◆ EXTRACT ◆
-------------------------
After a while, you get used to the abrasiveness, sort of embrace the claustrophobic qualities, when all of a sudden it opens up like a landscape in front of you - a very relieving and powerful drama - with the songs "Flirted With You All My Life" and "It Is What It Is" - two back-to-back excellent tracks, ruminations on simple things that don't usually get said but somehow seem very natural and exciting put to music like this. That's when it all really makes sense. The moment you "get" this album, it doesn't strike you as anything too important, but it somehow feels important all the same. This unusual duality - thundering moments combined with a solitude inside - make for a hard listen, but it's pretty rewarding."
Challenge and reward.
Greg | Brooklyn Park, Mongolia | 12/08/2009
(4 out of 5 stars)
"Chesnutt is in top form on "At the Cut," both lyrically and musically. Always challenging to listen to--in the same way that, say, Tom Waits is challenging--Chesnutt rewards the attentive listener with a voice matched to the poignant, piquant, oddball poetry. Decorated with spare, graceful instrumentation, each song conveys a mood, a state of mind, impressionistically.
See, I told you it was challenging.
This is not party music, this is not background music...this is frankly art. One hint of that fact, something I really appreciate, is that Chesnutt signposts the source of some of his poetry and music with parenthetical references in the liner note lyric sheet.
My guess is that people would generally be highly divided on Chesnutt, as they can be with any mold-breaking artist with a unique vision. It would be fairly easy to hate the injured-hound voice on some songs, the inscrutable lyrics on another, the discordant arrangement on a third. But for someone willing to invest in a little adventure, the payoff can be extraordinary. I have always found Chesnutt's output, while sometimes initially off-putting, ultimately something I want to dive back into periodically again and again.
-------------------------
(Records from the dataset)
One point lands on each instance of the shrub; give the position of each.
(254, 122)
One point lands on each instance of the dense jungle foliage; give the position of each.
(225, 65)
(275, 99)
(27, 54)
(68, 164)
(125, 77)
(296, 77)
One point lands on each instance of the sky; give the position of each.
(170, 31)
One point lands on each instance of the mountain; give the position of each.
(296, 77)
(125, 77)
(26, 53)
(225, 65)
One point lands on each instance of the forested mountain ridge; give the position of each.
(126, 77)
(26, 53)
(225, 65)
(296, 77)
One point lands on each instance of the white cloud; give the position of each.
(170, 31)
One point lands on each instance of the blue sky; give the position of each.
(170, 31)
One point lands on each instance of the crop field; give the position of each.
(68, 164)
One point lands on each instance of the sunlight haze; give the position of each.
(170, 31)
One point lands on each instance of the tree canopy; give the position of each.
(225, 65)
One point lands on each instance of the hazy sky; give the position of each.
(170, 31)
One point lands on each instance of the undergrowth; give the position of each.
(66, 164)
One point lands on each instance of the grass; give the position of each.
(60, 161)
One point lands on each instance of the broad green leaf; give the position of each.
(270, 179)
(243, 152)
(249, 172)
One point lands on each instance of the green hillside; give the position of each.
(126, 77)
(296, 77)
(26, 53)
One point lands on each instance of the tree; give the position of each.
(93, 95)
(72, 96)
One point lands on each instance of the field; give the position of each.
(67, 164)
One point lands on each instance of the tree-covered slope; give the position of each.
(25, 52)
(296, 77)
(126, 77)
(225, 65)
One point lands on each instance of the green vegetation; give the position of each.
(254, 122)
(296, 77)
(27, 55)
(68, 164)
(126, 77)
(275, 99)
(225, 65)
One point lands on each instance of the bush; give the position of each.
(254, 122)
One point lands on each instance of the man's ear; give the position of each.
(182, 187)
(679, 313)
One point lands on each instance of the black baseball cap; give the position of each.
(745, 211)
-------------------------
◆ WORK TASK 1 ◆
In the album reviews, what does Chesnutt use in the liner note lyric sheet to signpost the sources of some of his poetry and music?
◆ WORK TASK 2 ◆
Please extend the album reviews from where they stop, in the same voice.
The rows have no part in this.

◆ RESPONSE AREA 1 ◆
Parenthetical references.

◆ RESPONSE AREA 2 ◆
Nearly all of Chesnutt's music is intimate. It sounds as if it is being played in a living room, or at its most public, a small coffeehouse or bar. But the CDs only gesture toward the intimacy of a live performance, for which the CDs can only ever be a cheap souvenir. If Chesnutt is appearing near you, especially in a dive of some kind, for gawd's sake go see him. There's something about the brokenness of his music that only really shines through live. There's this Japanese term, "wabi-sabi," that points to the beauty of the "imperfect and impermanent." The Chesnutt concerts (which seems like too commercial a word for what they felt like) were profoundly wabi-sabi affairs...and among the greatest art experiences of my life.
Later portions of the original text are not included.